-- TEXT SECTION --
------------------------------------------------
The Morse and Frank cases present the further question whether sentence can be imposed under section 70.08 of the Penal Law as a persistent violent felony offender when the predicate violent felony convictions resulted from guilty pleas entered on the same day to two separate violent felony charges as to which concurrent sentences were imposed on the same day. The problem is complicated by the fact that subdivision 1 of section 70.08,7 which defines when a person has two or more predicate violent felony convictions and can thus be classified as a result of his present conviction as a persistent violent felony offender, refers, in an apparent redundancy, in both paragraphs (a) and (b), to the criteria set forth in section 70.04 (subd 1, par [b]), which in its clause (ii) includes the requirement that sentence on the prior conviction have been imposed before commission of the present felony. It is further complicated by the fact that section 70.10, which defines “persistent felony offender,” expressly states in its paragraph (c) of subdivision 1 that “two or more convictions of crimes that were committed prior to the time the defendant was imprisoned under sentence for any of such convictions shall be deemed to be only one conviction.” Defendants argue that omission from section 70.08 of such *219a limitation was inadvertent; the People contend that it was an intentional rejection of a requirement of sequenti-ality between prior violent felony convictions.
------------------------------------------------
Location identification entries
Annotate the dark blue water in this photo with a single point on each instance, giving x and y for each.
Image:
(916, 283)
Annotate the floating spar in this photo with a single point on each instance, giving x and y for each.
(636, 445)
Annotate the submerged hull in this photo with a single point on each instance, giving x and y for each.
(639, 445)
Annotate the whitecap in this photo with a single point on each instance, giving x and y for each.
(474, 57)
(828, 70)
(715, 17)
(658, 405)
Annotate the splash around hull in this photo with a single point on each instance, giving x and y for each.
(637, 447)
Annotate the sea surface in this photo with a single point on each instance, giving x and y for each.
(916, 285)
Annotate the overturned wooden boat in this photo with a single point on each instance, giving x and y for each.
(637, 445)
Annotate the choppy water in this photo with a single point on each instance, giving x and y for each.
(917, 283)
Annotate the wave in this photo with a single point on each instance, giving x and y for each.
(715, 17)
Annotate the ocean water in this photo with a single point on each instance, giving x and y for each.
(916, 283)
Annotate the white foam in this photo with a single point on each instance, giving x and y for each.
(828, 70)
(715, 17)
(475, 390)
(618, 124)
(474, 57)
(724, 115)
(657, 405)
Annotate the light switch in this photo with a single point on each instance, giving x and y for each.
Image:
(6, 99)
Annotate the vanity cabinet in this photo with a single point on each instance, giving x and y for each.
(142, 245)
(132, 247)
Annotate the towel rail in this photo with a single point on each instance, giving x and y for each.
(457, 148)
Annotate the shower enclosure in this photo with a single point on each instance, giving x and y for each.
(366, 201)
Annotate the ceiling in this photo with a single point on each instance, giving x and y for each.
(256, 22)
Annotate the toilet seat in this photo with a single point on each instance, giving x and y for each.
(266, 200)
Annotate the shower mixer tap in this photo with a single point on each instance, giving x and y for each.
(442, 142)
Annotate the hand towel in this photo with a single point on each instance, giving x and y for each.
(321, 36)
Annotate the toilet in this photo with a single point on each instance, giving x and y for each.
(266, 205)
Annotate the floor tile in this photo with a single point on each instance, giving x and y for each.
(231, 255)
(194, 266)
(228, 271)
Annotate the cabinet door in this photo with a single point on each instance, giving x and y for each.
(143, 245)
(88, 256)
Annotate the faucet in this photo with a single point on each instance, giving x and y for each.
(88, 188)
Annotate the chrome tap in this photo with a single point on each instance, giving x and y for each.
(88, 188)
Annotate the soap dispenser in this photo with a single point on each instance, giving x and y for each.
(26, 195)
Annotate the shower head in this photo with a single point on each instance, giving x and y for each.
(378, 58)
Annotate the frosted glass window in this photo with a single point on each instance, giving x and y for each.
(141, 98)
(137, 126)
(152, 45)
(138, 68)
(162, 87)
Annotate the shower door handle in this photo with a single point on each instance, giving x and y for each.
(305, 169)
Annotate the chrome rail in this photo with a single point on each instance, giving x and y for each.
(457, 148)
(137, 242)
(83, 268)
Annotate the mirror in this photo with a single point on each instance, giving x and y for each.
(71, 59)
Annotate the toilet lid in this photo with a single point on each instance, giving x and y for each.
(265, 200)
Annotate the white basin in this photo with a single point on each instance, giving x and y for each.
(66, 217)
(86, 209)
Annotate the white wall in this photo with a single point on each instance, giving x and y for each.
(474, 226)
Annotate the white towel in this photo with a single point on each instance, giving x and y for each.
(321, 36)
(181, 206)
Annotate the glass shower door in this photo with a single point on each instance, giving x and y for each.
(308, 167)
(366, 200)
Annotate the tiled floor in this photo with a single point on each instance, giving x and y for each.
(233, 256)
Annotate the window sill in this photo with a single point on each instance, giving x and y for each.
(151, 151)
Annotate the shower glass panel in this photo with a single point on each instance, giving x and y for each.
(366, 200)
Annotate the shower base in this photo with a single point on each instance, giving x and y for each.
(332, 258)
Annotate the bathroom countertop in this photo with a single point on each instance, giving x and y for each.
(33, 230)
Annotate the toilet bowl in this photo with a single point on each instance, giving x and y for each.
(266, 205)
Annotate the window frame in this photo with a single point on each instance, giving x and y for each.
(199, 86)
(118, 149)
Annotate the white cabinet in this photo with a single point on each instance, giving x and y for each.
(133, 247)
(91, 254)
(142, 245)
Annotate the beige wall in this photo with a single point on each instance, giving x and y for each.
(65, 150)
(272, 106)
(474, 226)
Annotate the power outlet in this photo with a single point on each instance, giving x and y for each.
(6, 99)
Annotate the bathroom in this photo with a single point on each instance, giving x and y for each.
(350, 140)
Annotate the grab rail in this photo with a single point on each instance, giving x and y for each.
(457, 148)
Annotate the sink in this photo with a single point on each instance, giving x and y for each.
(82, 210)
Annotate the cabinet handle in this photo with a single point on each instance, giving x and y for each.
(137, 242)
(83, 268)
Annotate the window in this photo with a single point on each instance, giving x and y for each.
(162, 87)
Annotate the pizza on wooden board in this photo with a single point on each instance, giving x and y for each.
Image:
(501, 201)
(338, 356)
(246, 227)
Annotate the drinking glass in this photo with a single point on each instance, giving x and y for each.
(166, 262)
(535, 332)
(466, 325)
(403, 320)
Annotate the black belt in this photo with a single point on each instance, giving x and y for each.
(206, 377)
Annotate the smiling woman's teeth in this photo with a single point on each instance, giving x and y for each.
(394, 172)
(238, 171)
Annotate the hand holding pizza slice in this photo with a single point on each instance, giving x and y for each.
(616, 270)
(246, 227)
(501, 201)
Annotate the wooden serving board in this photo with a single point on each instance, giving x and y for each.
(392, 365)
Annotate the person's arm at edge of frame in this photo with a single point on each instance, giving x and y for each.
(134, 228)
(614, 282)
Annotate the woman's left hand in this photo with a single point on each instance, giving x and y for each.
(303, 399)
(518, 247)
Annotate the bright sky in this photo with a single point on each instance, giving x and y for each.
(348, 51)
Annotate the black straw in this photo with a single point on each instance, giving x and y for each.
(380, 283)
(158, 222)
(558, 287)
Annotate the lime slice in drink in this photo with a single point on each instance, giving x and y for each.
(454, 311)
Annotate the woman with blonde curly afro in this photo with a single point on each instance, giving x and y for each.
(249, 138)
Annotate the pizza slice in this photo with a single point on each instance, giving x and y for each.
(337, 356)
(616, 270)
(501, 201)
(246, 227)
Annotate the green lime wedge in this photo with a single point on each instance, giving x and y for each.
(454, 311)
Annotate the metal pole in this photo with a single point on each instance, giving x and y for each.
------------------------------------------------
-- REQUIREMENT A --
In the passage on persistent violent felony offenders, which section and provision expressly says that two or more convictions for crimes committed before the defendant was imprisoned under sentence for any of them count as only one conviction?
-- REQUIREMENT B --
Go on with the passage on persistent violent felony offenders, starting right after its last sentence.

-- EXERCISE OUTPUT A --
Section 70.10, in paragraph (c) of subdivision 1.

-- EXERCISE OUTPUT B --
For the reasons set forth below, we conclude that the history of New York’s multiple offender laws establishes the policy that enhanced punishment not be imposed unless the chastening effect of sentence on the prior conviction have preceded commission of the latest crime, and that to construe section 70.08 as the People urge would be contrary not only to that policy but also to accepted rules of statutory construction and would result in ambiguities in the persistent violent felony offender statues that cannot reasonably be said to have been intended.

A

New York, which was the first State in the country to adopt a recidivist statute, enacted such legislation in 1796 (L 1796, ch 30). It enhanced sentence only for the second conviction, however (id.; Penal Code of 1881, § 688, L 1881, ch 676). Provision for further enhancement of punishment was not made until 1907, when, by the addition of section 688-a to the Penal Code (L 1907, ch 645), increased punishment for fourth offenders was added. The latter provision, which without change in substance became section 1942 of the Penal Law of 1909, contained no explicit language concerning the sequence of the first three convictions, and sequentiality of the convictions does not appear to have been litigated prior to its amendment in 1926.8

Fourth felony convictions became more likely with the amendment of section 1942 in 1926 to delete the requirement that prior convictions be alleged in the indictment and proved at trial and with the addition, in the same year, of a provision requiring imposition of a fourth felony sentence upon a prisoner already sentenced if previously undiscovered convictions thereafter became known (Penal *220Law of 1909, § 1943). It then was held that the three prior convictions need not be sequential (People ex rel. Reynolds v Morhous, 268 App Div 843; People ex rel. Terwilliger v Brophy, 256 App Div 894; Matter of Terwilliger v Turk, 156 Misc 246; contra People v Spellman, 136 Misc 25, 29).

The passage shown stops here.